Padang, mantagibaru.com--Dalam berperilaku,
berpakaian dan berkata perempuan Minangkabau diatur dan diikat dengan “Sumbang Duo Baleh”. “Sumbang Duo Baleh”
tersebut merupakan kearifan lokal dalam menjaga tingkah laku perempuan Minangkabau.Dr Dra Fuji Astuti, M.Hum
Tidak hanya diamalkan untuk kehidupan
sosial masyarakat, “Sumbang Duo Baleh” juga harus tercermin dalam
perilaku dan karya (cipta) seni tari yang ditampilkan di depan publik. Dalam gerak tari yang berbasis Minangkabau, “Sumbang Duo Baleh” adalah acuan yang mesti dipedomani perempuan
Minangkabau
dalam berperilaku dan
tampil di depan masyarakat, baik tampil dalam kegiatan pesta perkawinan, maupun
dalam acara seremonial.
Menurut Dr Dra Fuji Astuti, M.Hum, dosen Jurusan Pendidikan Sendratasik, Universitas Negeri Padang, seorang koreografer atau pencipta tari, baik tarian kreasi maupun kontemporer harus terkoneksi dengan “Sumbang Duo Baleh”.

───

#### Petunjuk A:
Salin persis bagian teks tentang Sumbang Duo Baleh, mulai dari kata "tersebut merupakan kearifan" dan berhenti setelah kata "dalam acara seremonial.".
#### Petunjuk B:
Perbarui daftar dari baris yang memuat "Where can the bokeh" hingga akhir daftar: ganti "bokeh light" dengan "cahaya bokeh" dan biarkan bagian lain tetap sama. Tuliskan hanya baris-baris tersebut tanpa gambarnya.

#### Data Kerja:
───

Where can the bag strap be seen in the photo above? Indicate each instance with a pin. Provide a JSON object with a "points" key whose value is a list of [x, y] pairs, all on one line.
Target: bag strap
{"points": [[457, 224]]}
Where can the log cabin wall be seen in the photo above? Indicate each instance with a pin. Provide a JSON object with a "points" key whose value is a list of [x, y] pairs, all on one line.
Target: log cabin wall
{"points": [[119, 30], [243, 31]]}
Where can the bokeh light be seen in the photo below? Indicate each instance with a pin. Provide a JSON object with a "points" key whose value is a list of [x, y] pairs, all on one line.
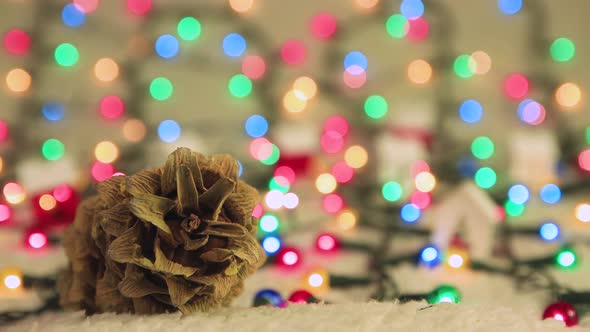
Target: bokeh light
{"points": [[293, 52], [53, 111], [516, 86], [482, 147], [471, 111], [53, 149], [392, 191], [397, 26], [66, 55], [188, 28], [18, 80], [72, 16], [562, 49], [419, 71], [161, 88], [106, 70], [375, 106], [485, 177], [111, 107], [356, 156], [323, 25], [568, 95], [234, 45], [169, 131], [106, 152], [239, 86], [167, 46], [254, 67], [17, 42]]}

───

#### Jawaban A:
tersebut merupakan kearifan lokal dalam menjaga tingkah laku perempuan Minangkabau.Dr Dra Fuji Astuti, M.Hum
Tidak hanya diamalkan untuk kehidupan
sosial masyarakat, “Sumbang Duo Baleh” juga harus tercermin dalam
perilaku dan karya (cipta) seni tari yang ditampilkan di depan publik. Dalam gerak tari yang berbasis Minangkabau, “Sumbang Duo Baleh” adalah acuan yang mesti dipedomani perempuan
Minangkabau
dalam berperilaku dan
tampil di depan masyarakat, baik tampil dalam kegiatan pesta perkawinan, maupun
dalam acara seremonial.

#### Jawaban B:
Where can the cahaya bokeh be seen in the photo below? Indicate each instance with a pin. Provide a JSON object with a "points" key whose value is a list of [x, y] pairs, all on one line.
Target: cahaya bokeh
{"points": [[293, 52], [53, 111], [516, 86], [482, 147], [471, 111], [53, 149], [392, 191], [397, 26], [66, 55], [188, 28], [18, 80], [72, 16], [562, 49], [419, 71], [161, 88], [106, 70], [375, 106], [485, 177], [111, 107], [356, 156], [323, 25], [568, 95], [234, 45], [169, 131], [106, 152], [239, 86], [167, 46], [254, 67], [17, 42]]}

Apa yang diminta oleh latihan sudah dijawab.